**What this task involves**
Please return, character for character, everything in the entries below from the line containing "rusty hull paint" down to the line containing "(1057, 655)", with both of those lines included.

======== Data section

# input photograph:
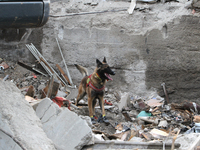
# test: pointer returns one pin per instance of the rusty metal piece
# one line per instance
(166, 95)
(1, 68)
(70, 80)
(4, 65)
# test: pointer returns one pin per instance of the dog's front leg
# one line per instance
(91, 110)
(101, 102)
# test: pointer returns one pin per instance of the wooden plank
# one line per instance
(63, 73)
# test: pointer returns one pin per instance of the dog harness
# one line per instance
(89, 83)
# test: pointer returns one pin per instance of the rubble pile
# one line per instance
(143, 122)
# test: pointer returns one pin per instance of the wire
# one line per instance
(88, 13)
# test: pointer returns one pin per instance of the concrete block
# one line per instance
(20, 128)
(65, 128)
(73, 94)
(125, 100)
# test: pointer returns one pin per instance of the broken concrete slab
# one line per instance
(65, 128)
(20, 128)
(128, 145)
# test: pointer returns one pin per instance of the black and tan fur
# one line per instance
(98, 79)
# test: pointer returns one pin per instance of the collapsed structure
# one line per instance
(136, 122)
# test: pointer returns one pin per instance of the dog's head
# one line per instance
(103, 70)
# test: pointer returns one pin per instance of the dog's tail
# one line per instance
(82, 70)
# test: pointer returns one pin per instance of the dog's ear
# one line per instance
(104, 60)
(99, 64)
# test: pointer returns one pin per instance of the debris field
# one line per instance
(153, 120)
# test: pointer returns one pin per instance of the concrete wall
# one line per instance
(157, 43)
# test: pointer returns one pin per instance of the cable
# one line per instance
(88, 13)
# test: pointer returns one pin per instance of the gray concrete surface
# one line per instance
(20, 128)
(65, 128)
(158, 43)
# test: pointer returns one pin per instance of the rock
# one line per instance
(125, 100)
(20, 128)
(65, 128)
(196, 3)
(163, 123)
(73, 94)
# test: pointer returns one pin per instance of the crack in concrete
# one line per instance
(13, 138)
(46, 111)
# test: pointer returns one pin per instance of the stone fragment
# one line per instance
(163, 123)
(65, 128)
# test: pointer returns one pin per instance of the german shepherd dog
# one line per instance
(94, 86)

================
======== Data section

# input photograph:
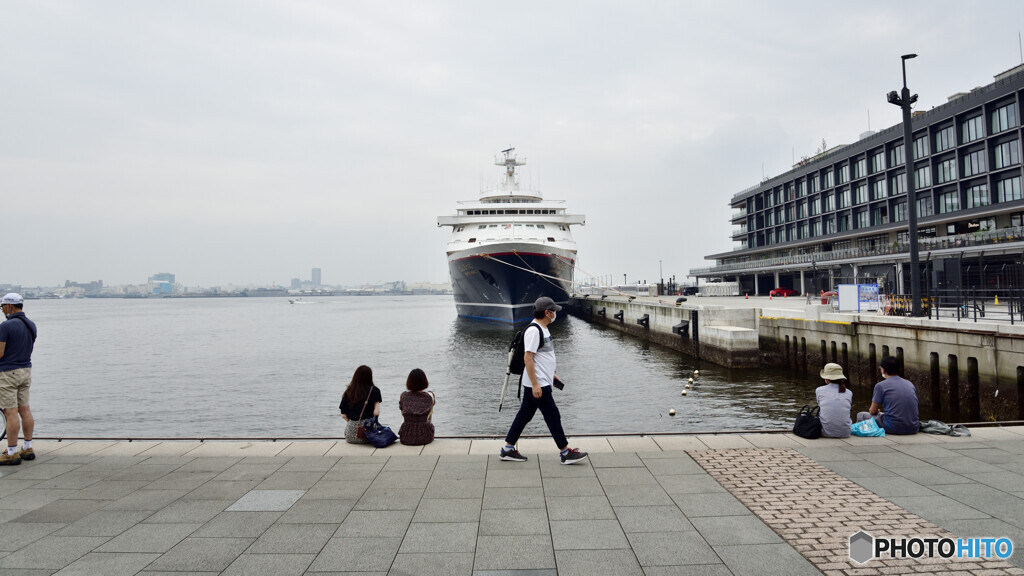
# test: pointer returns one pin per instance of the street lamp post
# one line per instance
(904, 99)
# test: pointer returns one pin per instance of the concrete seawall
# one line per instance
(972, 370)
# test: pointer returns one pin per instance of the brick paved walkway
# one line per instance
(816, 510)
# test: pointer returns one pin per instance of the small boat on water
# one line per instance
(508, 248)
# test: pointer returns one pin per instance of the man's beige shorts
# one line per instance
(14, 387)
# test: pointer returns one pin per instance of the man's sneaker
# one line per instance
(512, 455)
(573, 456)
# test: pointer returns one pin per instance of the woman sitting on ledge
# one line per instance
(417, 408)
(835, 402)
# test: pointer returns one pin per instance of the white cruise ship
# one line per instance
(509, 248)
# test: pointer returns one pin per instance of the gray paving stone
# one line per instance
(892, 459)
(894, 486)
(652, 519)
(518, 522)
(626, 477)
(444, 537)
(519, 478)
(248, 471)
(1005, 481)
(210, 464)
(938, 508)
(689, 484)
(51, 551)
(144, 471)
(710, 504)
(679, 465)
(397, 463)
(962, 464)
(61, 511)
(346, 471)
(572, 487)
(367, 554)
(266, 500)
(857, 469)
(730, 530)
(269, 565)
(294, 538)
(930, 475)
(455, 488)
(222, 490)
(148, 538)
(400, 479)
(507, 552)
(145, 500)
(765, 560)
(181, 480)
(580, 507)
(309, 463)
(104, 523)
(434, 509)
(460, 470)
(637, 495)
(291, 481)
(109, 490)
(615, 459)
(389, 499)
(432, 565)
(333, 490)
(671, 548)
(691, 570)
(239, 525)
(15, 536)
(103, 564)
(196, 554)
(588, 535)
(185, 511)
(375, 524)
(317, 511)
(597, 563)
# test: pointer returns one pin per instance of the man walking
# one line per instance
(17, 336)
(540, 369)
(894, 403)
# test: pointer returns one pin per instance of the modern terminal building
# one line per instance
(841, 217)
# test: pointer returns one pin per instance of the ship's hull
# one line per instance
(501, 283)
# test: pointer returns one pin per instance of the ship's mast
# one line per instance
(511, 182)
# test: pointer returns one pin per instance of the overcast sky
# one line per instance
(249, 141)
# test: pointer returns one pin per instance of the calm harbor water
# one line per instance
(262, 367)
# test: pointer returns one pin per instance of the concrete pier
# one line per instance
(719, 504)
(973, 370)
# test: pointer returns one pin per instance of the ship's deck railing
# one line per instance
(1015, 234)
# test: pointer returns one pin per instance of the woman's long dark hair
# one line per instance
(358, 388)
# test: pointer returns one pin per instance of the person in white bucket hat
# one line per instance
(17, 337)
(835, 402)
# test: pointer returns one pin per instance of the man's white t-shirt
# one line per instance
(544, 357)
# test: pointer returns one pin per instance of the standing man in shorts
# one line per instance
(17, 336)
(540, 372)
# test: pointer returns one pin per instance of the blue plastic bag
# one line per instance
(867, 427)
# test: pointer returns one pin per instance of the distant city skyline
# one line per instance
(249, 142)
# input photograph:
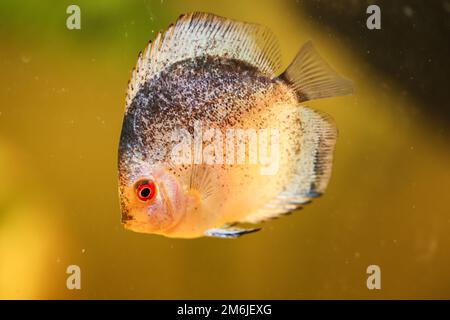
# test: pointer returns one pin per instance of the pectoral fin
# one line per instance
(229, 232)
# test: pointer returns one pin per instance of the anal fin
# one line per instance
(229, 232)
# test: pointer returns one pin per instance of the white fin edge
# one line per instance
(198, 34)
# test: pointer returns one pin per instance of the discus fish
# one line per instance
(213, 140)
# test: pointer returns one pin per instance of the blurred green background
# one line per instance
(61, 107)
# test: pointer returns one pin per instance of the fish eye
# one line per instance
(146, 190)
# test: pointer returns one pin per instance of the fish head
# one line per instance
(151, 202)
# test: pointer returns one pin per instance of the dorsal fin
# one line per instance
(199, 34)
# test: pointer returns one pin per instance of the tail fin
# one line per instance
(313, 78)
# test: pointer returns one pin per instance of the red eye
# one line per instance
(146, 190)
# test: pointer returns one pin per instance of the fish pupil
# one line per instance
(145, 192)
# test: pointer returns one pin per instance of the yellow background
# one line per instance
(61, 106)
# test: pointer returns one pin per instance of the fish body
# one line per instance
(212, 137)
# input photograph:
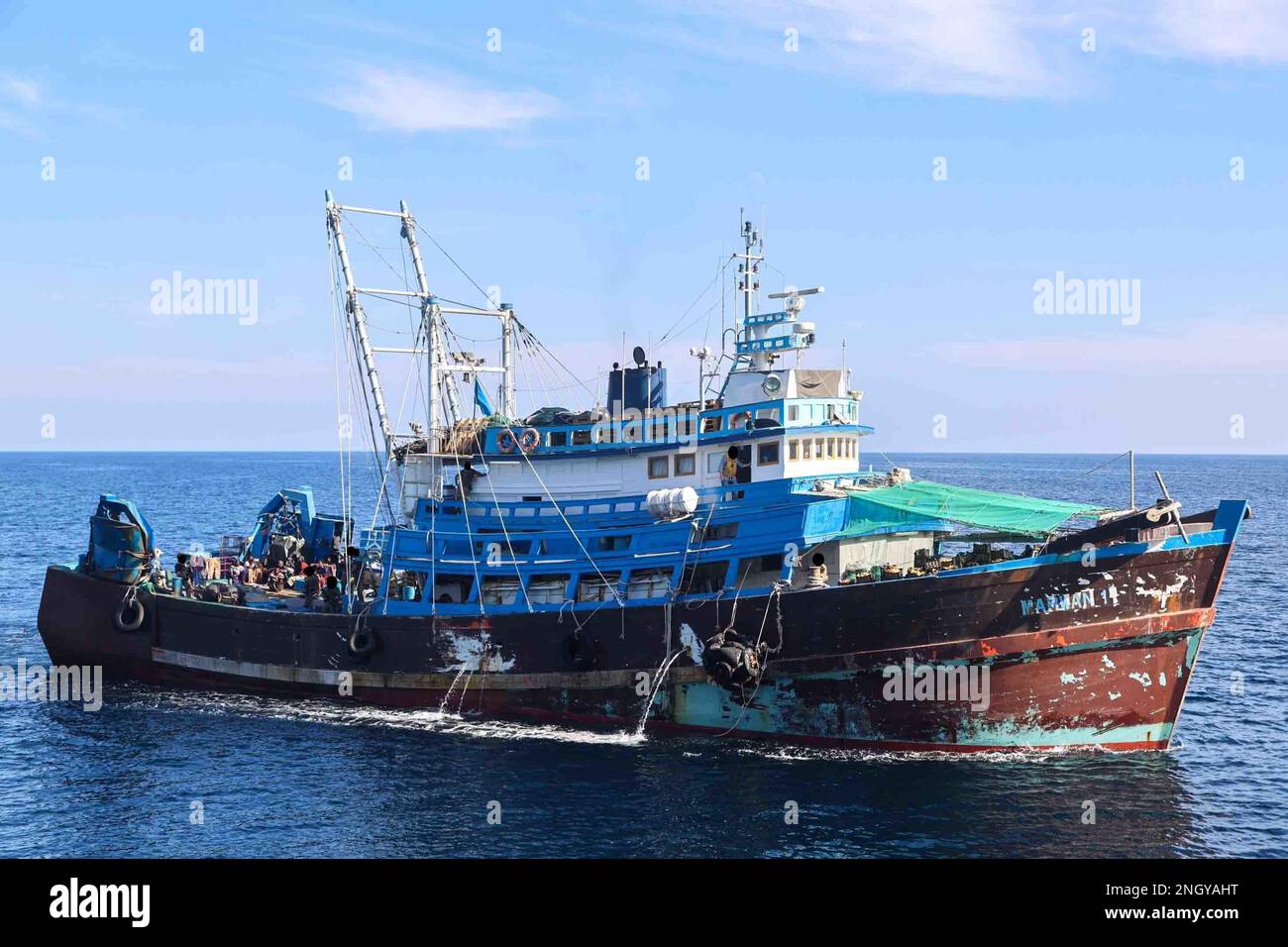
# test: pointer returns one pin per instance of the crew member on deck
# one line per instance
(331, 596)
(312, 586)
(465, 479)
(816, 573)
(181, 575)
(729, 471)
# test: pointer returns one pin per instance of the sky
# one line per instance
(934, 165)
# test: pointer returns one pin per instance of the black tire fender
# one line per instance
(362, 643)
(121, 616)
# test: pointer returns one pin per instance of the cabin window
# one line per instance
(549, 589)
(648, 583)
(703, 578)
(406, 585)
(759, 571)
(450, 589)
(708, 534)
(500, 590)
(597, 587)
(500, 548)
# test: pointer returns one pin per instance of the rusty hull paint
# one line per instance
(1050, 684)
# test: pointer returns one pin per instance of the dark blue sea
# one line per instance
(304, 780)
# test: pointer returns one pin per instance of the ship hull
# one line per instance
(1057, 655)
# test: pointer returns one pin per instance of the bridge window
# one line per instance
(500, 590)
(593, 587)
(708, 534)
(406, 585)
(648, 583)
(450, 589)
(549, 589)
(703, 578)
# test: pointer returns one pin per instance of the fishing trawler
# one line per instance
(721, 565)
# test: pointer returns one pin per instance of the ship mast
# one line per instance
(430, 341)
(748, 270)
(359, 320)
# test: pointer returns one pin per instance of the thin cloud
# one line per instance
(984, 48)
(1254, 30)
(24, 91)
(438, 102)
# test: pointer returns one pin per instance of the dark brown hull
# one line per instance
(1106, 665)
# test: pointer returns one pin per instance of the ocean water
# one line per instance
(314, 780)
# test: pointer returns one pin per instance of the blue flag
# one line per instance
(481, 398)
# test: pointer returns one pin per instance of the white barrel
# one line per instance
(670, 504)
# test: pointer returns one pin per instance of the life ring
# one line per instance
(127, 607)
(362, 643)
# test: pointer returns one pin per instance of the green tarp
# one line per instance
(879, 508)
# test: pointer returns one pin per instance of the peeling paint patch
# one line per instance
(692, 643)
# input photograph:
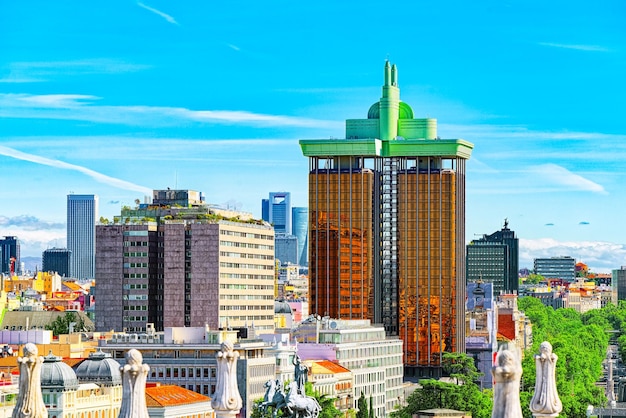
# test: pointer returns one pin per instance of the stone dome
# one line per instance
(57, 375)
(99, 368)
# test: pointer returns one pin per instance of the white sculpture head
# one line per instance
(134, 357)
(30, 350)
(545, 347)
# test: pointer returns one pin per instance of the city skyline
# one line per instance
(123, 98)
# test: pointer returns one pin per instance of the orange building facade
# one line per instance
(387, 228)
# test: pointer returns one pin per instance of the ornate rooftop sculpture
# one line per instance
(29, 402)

================

**Task answer**
# test: pointer returns one pin per instance of the rusty hull paint
# one line per instance
(1050, 684)
# test: pointer returns one pin per instance of the dark blue sea
# one line per instance
(304, 780)
# test: pointer returns one pin per instance of the ship hull
# one line per instance
(1057, 655)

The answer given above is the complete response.